TASK OBJECTIVE: Continue the passage on coating deteriorated historical sandstones, beginning right after its final sentence.

Deterioration of historical building is caused by weathering conditions like atmospheric pollution, salty Groundwater absorption [1]. Many researches were on deterioration of marble and limestone [2-8][2] while little for sandstones. Sandstones are the most famous building material and obtaining information and data for mechanical properties of such natural stone is of great important [9].

M. Ludovico-Marques et al. [10] investigated the mechanical compressive strength of ancient building sandstone; the results showed that pores of sandstone had great effect on the compressive behaviors.

Li and Aubertin [11] study analytically effect of porosity on magnitude of mechanical uniaxial strength in both compression and tension. Sandstone is a natural composite material containing quartz as main matrix phase combined with clay and low calcite cement [12]. The rehabilitation, strengthening, and Conservation of ancient building are remarkable works in a lot of societies, therefore deeply understanding the ancient material behaviors give good and satisfied results for rehabilitation process [13]. A lot of development in the experimental and numerical investigations of ancient building rehabilitation is occurred [14].

The objectivity of the present study is to use fabrication process of composite material to fill the porosity of ancient pharonic deteriorates sandstones with chemical solvent. The mechanical compressive behaviors of the coated sandstone are investigated for deteriorates rock and for rehabilitation ones. The chemical coating protects the surface of sandstones from weathering conditions.

2. Materials and Characterization

Table 1 XRD analysis results of Habu Sandstone Samples

Table 2. Chemical Composition of coated materials

Nubian historical sandstones taken form Qurna mountain near Habu temple in upper Egypt are used. The x-ray diffraction of this material are analyzed for four specimens and shown in (Figure 1). Components taken from XRD of each specimen are listed in Table 1. The chemical coating material which are Paraloid 44 (B44), Paraloid 72 (B72), Ethyle silicate and Wacker (OH100), are listed in Table 2.

3. Experimental Work

The as receives sandstones of (30 mm ×30 mm ×30 mm) are test in compassion using computerized universal testing machine (model ) at 1 mm/min cross head speed. Four groups of tested specimens are coated by chemical material Paraloid 44 (B44), Paraloid 72 (B72), Ethyle silicate and Wacker OH100. The coating process is performed by immersion of sandstones specimens into the coating chemicals for 72 hr for each (see Figure 2). The sandstones that coating with the varios solvent and that without coating for aim of comparison, are immersed in salty groundwater path for 15 days continuously. The compressive test is performed according to ASTM stander [18].

DATA EXTRACT:

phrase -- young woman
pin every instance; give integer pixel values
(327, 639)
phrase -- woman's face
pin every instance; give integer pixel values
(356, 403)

EXERCISE OUTPUT:
4. Results and Discussion

4.1. Microstructure Examination

Figure 3 shows the distribution of the coated films on ancient Nubian sandstone. Coating using Paraloid 44 (B44) Forms a dense thick film and closes the porosity of sandstone. But these dense films are distributed inhomogeneously. The film of Paraloid 72 (B72) which is more homogeneous, is partially distributed between the grains of sandstone and it covers partially the grains of sandstone (see Figure 3a). Paraloid resin as coating materials is stronger and harder [15]. Paraloid 72 can penetrate through cracks as it makes adhering bridges between the fracture faces of cracked surfaces [16]. Figure 4a shows a homogenous of Waker (WAC) film between the grains of sandstone which give a good penetration inside the internal structure of sandstone. Figure (4-b) shows homogenous distribution and good penetration of ethyl silicates (ESI) between the grains of sandstone. Ethyl silicates initiate colloidal silica which is deposited inside the porous structure. The silica particles are chemically similar to the silicate minerals and hence they display a very good compatibility with stones having a silicate-based composition as sandstones [16].

Figure 3. SEM micrograph comparing sandstone after and before coated with B44 and b72
Figure 4. SEM micrograph comparing sandstone after and before coated with ESI and WAC
4.2. Compressive Strength Enhancement
Figure 5. Compressive stress strain diagram of different coating materials

Table 3. compressive strength enhancement with different coating types

Table 4. Efficient of coating type to withstand after immersion in water

Figure 5 and Figure 6 show stress strain relation in compression, the curves for all specimens is not smooth, due to bridging between cracked faces through crack path. After peak load is reached cracks are developed due to coalescences of porosity inside the sandstones. At this case the fractured surfaces are visible and the localized strain increases. This increase in the localized strain lead to reduction in stress after peak load until brittle fracture is observed.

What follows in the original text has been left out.